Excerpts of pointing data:
>>>

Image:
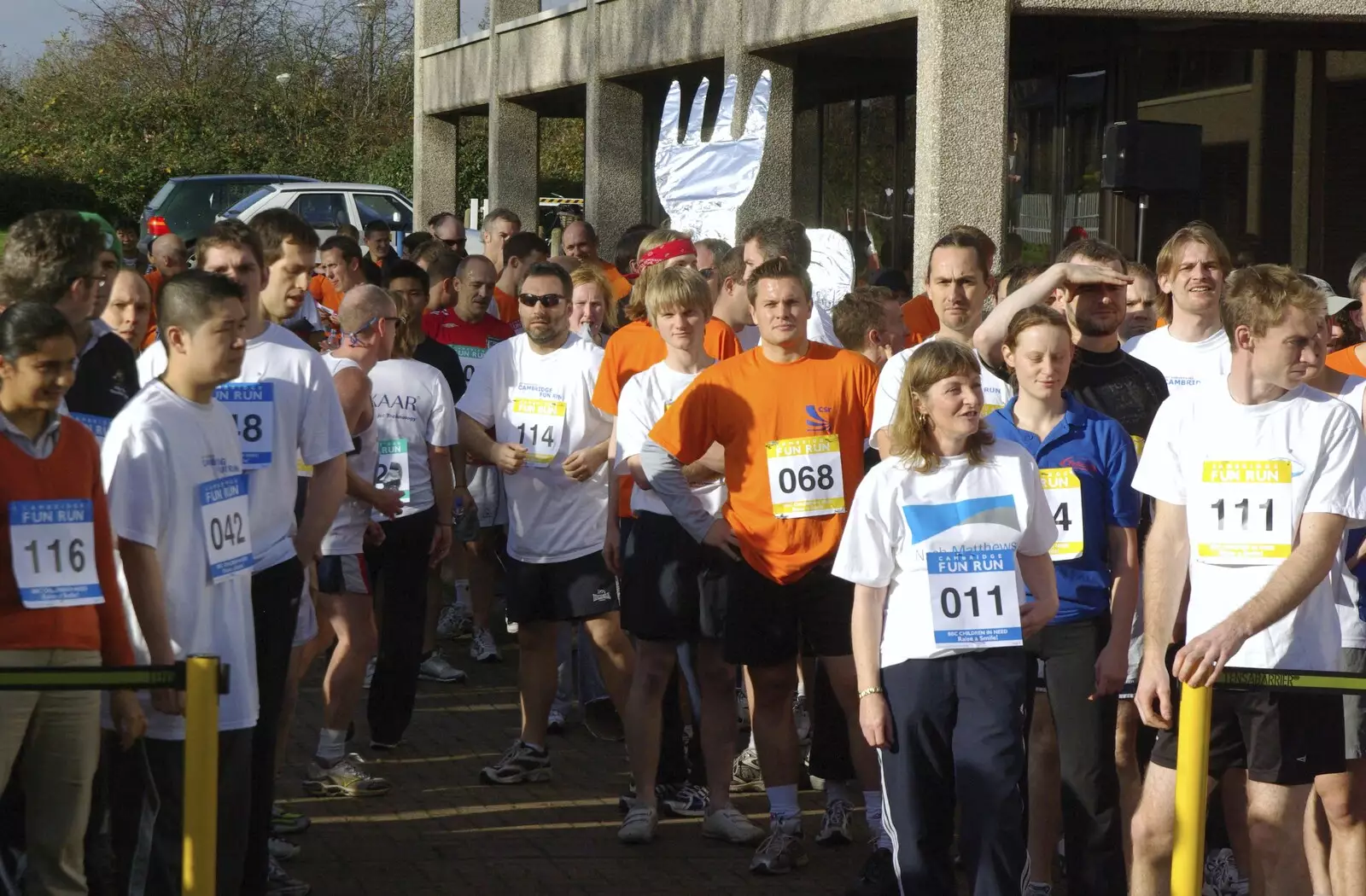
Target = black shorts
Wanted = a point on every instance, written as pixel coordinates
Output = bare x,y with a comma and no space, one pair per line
557,591
673,588
1281,738
767,623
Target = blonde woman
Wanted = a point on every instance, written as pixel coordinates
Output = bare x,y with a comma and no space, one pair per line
943,540
593,313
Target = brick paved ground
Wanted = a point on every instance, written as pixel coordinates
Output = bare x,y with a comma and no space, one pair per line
441,830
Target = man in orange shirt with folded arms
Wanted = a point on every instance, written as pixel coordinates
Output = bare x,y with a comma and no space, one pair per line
792,418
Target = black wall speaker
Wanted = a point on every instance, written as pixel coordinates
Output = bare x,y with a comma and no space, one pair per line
1151,157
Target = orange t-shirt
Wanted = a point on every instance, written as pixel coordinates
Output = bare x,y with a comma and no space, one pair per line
324,293
1347,361
154,279
921,320
634,348
748,403
507,309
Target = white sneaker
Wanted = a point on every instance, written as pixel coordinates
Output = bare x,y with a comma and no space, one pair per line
482,648
639,825
730,823
436,668
452,622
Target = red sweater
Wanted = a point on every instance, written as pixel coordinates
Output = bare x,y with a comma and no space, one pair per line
70,472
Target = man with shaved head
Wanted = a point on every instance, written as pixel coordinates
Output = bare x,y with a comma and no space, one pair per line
368,320
168,259
470,331
581,242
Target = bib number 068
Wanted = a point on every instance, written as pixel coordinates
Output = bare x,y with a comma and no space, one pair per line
805,479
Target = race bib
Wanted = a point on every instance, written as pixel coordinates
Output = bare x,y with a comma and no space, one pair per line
537,422
391,470
806,477
1242,514
974,597
252,406
1065,500
470,355
52,554
223,506
97,425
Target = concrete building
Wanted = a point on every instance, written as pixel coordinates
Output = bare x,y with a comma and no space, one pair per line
892,120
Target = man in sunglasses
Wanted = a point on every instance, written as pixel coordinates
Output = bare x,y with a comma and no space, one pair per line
534,393
448,229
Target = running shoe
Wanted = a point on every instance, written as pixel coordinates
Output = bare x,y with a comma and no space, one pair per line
803,719
783,850
518,765
687,800
345,777
282,850
482,648
730,823
277,882
555,723
639,825
878,877
437,668
284,821
835,823
452,622
746,775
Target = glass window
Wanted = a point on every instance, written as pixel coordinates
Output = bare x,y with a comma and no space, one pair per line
384,208
1030,171
876,243
838,171
1083,102
321,211
475,17
1165,73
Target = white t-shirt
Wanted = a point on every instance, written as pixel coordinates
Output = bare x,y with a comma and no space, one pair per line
347,532
996,393
642,403
544,402
1185,365
1309,458
901,518
161,450
1347,588
413,409
286,381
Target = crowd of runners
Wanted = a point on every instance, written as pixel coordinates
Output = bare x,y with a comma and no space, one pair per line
949,571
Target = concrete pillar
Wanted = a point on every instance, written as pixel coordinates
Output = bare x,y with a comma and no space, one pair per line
772,195
435,156
434,138
960,118
614,150
614,159
514,140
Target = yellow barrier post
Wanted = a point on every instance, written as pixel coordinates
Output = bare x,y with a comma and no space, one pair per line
201,776
1192,791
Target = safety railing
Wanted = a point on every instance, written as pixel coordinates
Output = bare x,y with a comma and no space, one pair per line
202,679
1193,754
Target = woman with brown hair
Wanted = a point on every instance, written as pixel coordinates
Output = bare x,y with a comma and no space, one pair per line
942,543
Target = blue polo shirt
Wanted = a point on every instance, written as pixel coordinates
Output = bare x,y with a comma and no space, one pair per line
1101,455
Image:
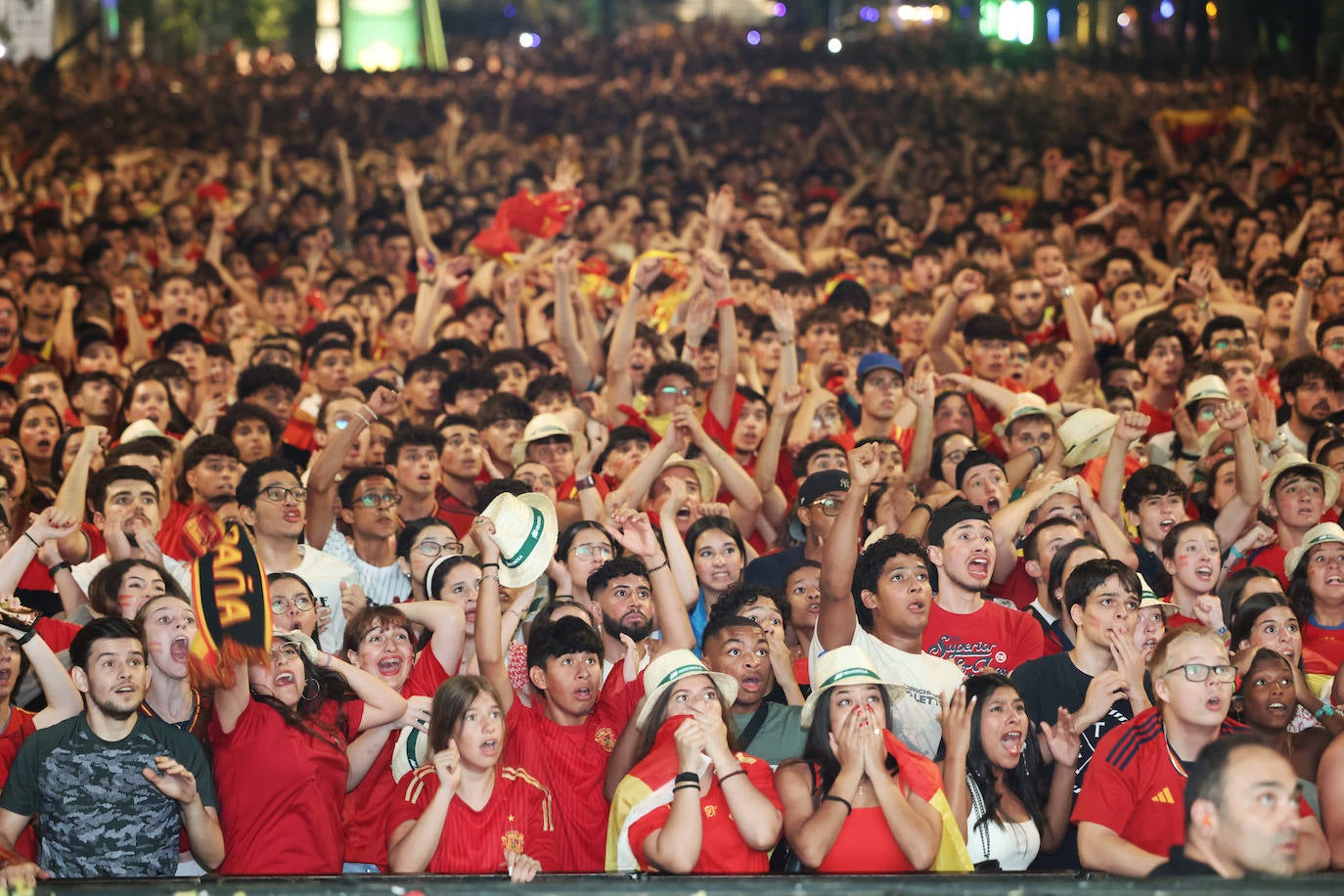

<<<

- Direction -
Rewrite all the records above as a numbered list, one line per item, and skip any blank lines. Leave out the pictures.

- Result -
1. Image:
2. Target = black shorts
3. Wanted = a point on every instance, written as pixel coordinates
4. Output = bare x,y with a comma and no space, one pair per line
5. 557,591
6. 673,588
7. 1281,738
8. 767,623
9. Target = blonde woman
10. Wanted = a point on every instance, written as pixel coordinates
11. Output = bare x,y with a comma and no space, one pair per line
12. 943,540
13. 593,313
14. Target = brick paved ground
15. Wanted = a point on every instance, written as pixel coordinates
16. Output = bare x,y with a comma and no space, one pair per line
17. 441,830
18. Target = man in orange shirt with folded arms
19. Wanted = a point on every instance, written as pixel coordinates
20. Output = bare x,y with a comma and no space, one pair per line
21. 792,418
22. Target = black wall speaker
23. Wanted = a point on every instance, written as pixel coordinates
24. Output = bare x,y with a comma and no space, one pair per line
25. 1151,157
26. Target = orange t-shirt
27. Wanted = a point on every instance, written as pixel coordinates
28. Output = bare x,y with a comma and no space, one pair per line
29. 324,293
30. 1347,361
31. 154,279
32. 921,320
33. 634,348
34. 748,403
35. 507,309
36. Target = white sneaker
37. Wanted = a point on every instance, written as pixel coordinates
38. Output = bare x,y with a comma and no space, one pair per line
39. 482,648
40. 639,825
41. 730,823
42. 436,668
43. 452,622
44. Target = red sweater
45. Wanted = a point on every instance, written as pixel coordinates
46. Output = bare x,y with a comma and no space, one pair per line
47. 70,472
48. Target = man with shaved head
49. Wanted = a point on every instance, written as pixel coordinates
50. Output = bare x,y with a comma and no space, one pair per line
51. 368,320
52. 168,259
53. 470,331
54. 581,242
55. Target = bib number 068
56. Wanted = a point on every instance, written as pixel coordinates
57. Output = bare x,y with a comma and no space, one pair per line
58. 805,479
59. Target = race bib
60. Wanted = a point on every instance, written as pixel coordinates
61. Output = bare x,y with a comma and no space, one pair per line
62. 537,422
63. 391,470
64. 806,477
65. 1242,514
66. 974,597
67. 252,406
68. 1065,500
69. 470,355
70. 52,554
71. 223,506
72. 97,425
73. Target = concrete building
74. Wanted = a point on every instance, written as pixel coordinates
75. Output = bare x,y with a comma and no space, one pair per line
76. 892,120
77. Target = man in sunglasses
78. Wanted = a point on every instance, written as pixel coordinates
79. Output = bare x,y with a comma and no space, one pair per line
80. 534,393
81. 448,229
82. Target = running shoe
83. Wanted = a point on every instance, written as pixel coordinates
84. Output = bare x,y with a comma and no space, one pair per line
85. 803,719
86. 783,850
87. 518,765
88. 687,800
89. 345,777
90. 282,850
91. 482,648
92. 730,823
93. 277,882
94. 555,723
95. 639,825
96. 878,877
97. 437,668
98. 284,821
99. 835,823
100. 452,622
101. 746,775
102. Target = glass window
103. Wanted = a point on every instance, written as pixel coordinates
104. Output = bare x,y with a comma and no space, one pair per line
105. 384,208
106. 1030,171
107. 876,243
108. 838,171
109. 1083,102
110. 321,211
111. 475,17
112. 1165,73
113. Target = white t-shirt
114. Wanted = a point on every instance, written as pixel coordinates
115. Output = bare x,y with a comma and no space, one pair per line
116. 347,532
117. 996,393
118. 642,403
119. 544,402
120. 1185,365
121. 1309,458
122. 901,518
123. 161,450
124. 1347,588
125. 413,409
126. 286,381
127. Target = crowd of runners
128. Wanted = a point on every instance, written as pixel coordinates
129. Output = bare x,y with a comma and no space, one pair per line
130. 949,571
131. Target = concrete pillar
132. Wanted = a point on every instance, written as pixel coordinates
133. Output = bare x,y with a comma and no space, one pair per line
134. 772,195
135. 435,156
136. 434,138
137. 960,118
138. 614,150
139. 614,159
140. 514,140
141. Target = yellow barrier post
142. Wanted = a point on every instance, written as pixel coordinates
143. Output = bare x,y with a comma and no space, one pair per line
144. 201,776
145. 1192,791
146. Target = safety railing
147. Wanted = a point on every instance, written as pixel coordinates
148. Output = bare x,y with a comma and no space, one pair per line
149. 202,679
150. 1193,754
151. Target = woman with brown hair
152. Wanted = a point on every instance, written as pixel coordinates
153. Output = bare x,y with a comma and no space, one pair per line
154. 942,543
155. Target = blue polo shirt
156. Wanted = a point on every instance, written as pixel coordinates
157. Output = bare x,y with a comma and no space, one pair per line
158. 1101,455
159. Image:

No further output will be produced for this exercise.